Sor Juana wurde wiederholt von der Kirche wegen ihrer Befassung mit weltlichen Dingen und des in ihren Werken unüberhörbaren feministischen Tonfalls ermahnt, sich ausschließlich mit religiöser Literatur zu beschäftigen und geriet um 1690 ins Blickfeld der Heiligen Inquisition. Solange sie unter dem Schutz des Vizekönigspaars stand, war sie nicht in Gefahr. 1694 (die Amtszeit des behütenden Vizekönigspaars war abgelaufen) beugte sie sich allem Anschein nach dem kirchlichen Druck: Sie unterzeichnete ein Sündenbekenntnis sowie das Gelöbnis, fortan einzig und allein für Gott zu leben, mit ihrem eigenen Blut. Sie schwor ihrer Gelehrsamkeit ab, vollzog strengste Bußübungen, trennte sich von ihren Musikinstrumenten und Büchern. Im Jahr 1695 fiel Juana Inés de la Cruz der Pest zum Opfer.
━━━━━━━━
Schriftliche Aufgabe 1 » Tippe aus dem Text über Sor Juana die Passage von „Sor Juana wurde“ bis einschließlich „Pest zum Opfer.“ wortgetreu ab.
Schriftliche Aufgabe 2 » Führe den Text über Sor Juana im Anschluss an seinen letzten Satz weiter.
━━━━━━━━
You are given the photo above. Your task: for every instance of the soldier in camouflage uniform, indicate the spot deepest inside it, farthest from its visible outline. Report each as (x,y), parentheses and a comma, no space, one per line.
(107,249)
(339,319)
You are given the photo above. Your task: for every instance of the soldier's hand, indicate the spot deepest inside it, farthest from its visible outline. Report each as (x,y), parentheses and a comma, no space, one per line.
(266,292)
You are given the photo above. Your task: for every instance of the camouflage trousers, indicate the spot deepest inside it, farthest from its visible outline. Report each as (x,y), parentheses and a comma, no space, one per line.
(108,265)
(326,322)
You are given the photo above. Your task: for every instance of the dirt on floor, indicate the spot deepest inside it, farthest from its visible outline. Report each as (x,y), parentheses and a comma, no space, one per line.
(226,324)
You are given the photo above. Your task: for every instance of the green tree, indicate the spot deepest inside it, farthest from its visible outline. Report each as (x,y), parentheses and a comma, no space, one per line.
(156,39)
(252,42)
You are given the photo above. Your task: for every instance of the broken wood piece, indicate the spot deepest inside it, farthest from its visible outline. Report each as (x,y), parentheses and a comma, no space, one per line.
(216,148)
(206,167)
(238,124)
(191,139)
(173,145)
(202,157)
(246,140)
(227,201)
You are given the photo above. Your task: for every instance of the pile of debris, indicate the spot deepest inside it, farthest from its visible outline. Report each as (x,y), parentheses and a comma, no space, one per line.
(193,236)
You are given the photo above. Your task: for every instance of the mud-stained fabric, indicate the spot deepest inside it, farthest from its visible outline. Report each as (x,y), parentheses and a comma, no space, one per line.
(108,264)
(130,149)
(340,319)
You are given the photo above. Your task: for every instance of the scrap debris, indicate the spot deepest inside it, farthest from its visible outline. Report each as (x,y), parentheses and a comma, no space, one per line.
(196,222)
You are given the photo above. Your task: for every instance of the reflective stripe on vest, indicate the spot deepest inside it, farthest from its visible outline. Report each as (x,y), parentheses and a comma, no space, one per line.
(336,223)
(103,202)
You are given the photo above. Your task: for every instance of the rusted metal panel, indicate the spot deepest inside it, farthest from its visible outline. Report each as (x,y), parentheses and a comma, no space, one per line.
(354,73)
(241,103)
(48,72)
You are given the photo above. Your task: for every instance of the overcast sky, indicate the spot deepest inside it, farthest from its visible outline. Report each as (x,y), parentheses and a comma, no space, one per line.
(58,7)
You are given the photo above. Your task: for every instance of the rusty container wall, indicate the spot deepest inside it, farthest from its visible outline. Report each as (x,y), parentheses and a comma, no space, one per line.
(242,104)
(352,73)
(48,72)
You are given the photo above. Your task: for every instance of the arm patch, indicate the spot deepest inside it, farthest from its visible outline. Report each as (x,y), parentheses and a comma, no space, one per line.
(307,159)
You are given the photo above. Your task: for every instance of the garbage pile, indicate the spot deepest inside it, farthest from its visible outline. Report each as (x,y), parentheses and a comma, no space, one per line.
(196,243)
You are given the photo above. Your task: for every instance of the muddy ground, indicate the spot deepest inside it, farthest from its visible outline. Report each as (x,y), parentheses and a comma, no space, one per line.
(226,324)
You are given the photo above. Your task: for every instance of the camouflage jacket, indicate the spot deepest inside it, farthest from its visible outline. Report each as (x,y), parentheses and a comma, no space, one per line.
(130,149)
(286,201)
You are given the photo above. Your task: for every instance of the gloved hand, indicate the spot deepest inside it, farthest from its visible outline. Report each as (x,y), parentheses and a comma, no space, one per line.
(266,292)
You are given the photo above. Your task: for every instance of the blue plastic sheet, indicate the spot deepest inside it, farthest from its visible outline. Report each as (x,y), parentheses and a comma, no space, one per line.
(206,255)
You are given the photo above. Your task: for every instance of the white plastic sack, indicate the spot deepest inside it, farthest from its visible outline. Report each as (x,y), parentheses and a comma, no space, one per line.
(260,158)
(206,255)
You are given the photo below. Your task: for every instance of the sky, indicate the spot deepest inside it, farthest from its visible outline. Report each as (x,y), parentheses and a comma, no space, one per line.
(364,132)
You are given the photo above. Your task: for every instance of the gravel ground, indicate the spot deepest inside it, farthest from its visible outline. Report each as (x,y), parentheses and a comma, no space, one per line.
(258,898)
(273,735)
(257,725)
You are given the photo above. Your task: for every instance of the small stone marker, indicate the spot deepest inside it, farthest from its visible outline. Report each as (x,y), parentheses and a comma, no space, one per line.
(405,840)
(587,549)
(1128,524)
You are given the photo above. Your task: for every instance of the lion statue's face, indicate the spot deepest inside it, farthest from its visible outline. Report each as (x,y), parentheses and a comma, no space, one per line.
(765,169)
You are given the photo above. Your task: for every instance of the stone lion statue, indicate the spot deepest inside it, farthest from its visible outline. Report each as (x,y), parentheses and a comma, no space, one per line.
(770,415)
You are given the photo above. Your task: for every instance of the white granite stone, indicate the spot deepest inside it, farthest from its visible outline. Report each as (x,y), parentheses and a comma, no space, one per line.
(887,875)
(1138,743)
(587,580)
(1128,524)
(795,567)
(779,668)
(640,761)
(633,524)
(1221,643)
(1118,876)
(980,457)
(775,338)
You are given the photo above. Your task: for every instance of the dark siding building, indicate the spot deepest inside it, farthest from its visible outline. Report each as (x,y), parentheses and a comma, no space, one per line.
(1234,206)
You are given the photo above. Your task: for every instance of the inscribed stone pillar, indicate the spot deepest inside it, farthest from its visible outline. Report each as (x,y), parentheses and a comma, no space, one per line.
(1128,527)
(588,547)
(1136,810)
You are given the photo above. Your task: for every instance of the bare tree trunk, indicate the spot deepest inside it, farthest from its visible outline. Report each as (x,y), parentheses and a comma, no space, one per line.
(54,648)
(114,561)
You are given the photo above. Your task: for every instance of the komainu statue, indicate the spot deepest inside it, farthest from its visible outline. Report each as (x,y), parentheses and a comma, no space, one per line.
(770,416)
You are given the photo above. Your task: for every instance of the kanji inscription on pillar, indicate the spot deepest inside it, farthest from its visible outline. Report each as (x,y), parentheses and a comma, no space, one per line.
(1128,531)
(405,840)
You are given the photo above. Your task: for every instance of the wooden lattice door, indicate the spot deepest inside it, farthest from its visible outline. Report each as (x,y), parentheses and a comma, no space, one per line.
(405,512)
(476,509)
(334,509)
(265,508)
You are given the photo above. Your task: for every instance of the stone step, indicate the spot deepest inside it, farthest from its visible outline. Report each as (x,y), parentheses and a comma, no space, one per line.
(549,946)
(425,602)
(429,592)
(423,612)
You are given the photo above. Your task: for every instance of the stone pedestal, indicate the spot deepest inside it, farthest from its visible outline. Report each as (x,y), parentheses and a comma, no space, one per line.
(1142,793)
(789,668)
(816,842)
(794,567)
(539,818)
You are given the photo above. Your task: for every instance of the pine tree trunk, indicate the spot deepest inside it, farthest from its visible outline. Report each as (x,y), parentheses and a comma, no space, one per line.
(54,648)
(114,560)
━━━━━━━━
Richtige Antwort 1 »
Sor Juana wurde wiederholt von der Kirche wegen ihrer Befassung mit weltlichen Dingen und des in ihren Werken unüberhörbaren feministischen Tonfalls ermahnt, sich ausschließlich mit religiöser Literatur zu beschäftigen und geriet um 1690 ins Blickfeld der Heiligen Inquisition. Solange sie unter dem Schutz des Vizekönigspaars stand, war sie nicht in Gefahr. 1694 (die Amtszeit des behütenden Vizekönigspaars war abgelaufen) beugte sie sich allem Anschein nach dem kirchlichen Druck: Sie unterzeichnete ein Sündenbekenntnis sowie das Gelöbnis, fortan einzig und allein für Gott zu leben, mit ihrem eigenen Blut. Sie schwor ihrer Gelehrsamkeit ab, vollzog strengste Bußübungen, trennte sich von ihren Musikinstrumenten und Büchern. Im Jahr 1695 fiel Juana Inés de la Cruz der Pest zum Opfer.

Richtige Antwort 2 »
Ihre plötzliche Flucht vom Palast ins Kloster, ihr Rückzug von der Welt und die Hintergründe ihres Schweigegelübdes bieten reichlich Interpretationsspielraum - ein vielversprechender Ansatzpunkt für einen ebenso fantasievollen wie fleißigen Schriftsteller.

(Franka Reineke; 10/2006)


Paul Anderson: "Hungersbräute"
(Originaltitel "Hunger's Brides: A Novel of the Baroque")
Pendo, 2005. 1424 Seiten.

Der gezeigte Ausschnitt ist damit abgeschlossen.